Gösterilen Metin —
☆ ☆ ☆ ☆
4-Mustafa KANTARCI (GÖZLEM)

4-Mustafa KANTARCI (GÖZLEM)

GIDA KRİZİ KAPIDA

                                  
             Geçen hafta, kırsal kesimde çiftcilerimizin, birçok sorununa, tanık olduk. Özellikle de tarımsal üretimde kullanılan, ilaç, mazot, gübre, elektrik gibi mali unsurların yüksek seyretmesi, tarım arazilerinin, parçalı ve dağınık olması, sulanabilen arazi miktarının azlığı,
üreticinin önemli sorunlarıdır.
             Oysa çok partili dönemde, her gelen siyasi iktidar, "Kalkınma Köyden başlayacaktır." ifadesini kullandı. Ancak hiçbir siyasi iktidar, bu vaadini yerine getirmedi.  Hatta bu vaat entelektüel çevrelerce, yadırgandı ama aynı çevreler,"Serbest Pazar Ekonomisini" öne sürerek, tarımın desteklenmesini söylediler.
☆ ☆ ☆ ☆
Gösterilen Bilgiler —
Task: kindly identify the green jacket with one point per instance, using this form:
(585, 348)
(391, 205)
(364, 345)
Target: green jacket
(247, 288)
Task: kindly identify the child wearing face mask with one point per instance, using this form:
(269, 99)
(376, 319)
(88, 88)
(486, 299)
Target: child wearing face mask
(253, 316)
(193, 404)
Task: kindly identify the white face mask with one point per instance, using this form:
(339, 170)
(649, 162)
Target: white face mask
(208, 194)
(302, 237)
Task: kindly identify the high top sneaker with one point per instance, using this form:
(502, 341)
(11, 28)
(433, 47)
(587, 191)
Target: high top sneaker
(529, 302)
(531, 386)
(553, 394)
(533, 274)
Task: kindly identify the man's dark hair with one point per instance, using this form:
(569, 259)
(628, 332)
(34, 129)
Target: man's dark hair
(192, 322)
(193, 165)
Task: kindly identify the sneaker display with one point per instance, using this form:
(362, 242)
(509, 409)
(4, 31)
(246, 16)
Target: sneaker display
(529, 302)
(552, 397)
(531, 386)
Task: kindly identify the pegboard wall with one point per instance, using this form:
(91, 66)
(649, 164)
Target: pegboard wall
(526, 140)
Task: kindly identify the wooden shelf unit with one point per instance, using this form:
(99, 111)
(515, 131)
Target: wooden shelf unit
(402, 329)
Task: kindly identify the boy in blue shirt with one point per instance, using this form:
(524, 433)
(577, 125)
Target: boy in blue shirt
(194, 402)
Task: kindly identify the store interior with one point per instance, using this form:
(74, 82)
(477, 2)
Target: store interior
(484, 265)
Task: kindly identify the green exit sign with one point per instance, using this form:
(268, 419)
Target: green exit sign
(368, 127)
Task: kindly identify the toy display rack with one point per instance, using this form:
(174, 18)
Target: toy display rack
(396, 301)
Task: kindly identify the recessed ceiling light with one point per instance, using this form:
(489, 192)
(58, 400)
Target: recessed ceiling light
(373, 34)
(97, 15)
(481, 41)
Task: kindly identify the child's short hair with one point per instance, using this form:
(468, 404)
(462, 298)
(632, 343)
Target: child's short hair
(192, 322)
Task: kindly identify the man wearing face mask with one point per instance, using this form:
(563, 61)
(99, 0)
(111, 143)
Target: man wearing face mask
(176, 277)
☆ ☆ ☆ ☆
Gıda krizi yazısında "Oysa çok partili" sözcüklerinden başlayıp "tarımın desteklenmesini söylediler." sözcüklerine kadar uzanan bölümün tamamını, "siyasi iktidar" yerine "hükümet" kullanarak yeniden yazın. Bu alıştırmayı yapmak için öğelere gerek yoktur.

Oysa çok partili dönemde, her gelen hükümet, "Kalkınma Köyden başlayacaktır." ifadesini kullandı. Ancak hiçbir hükümet, bu vaadini yerine getirmedi.  Hatta bu vaat entelektüel çevrelerce, yadırgandı ama aynı çevreler,"Serbest Pazar Ekonomisini" öne sürerek, tarımın desteklenmesini söylediler.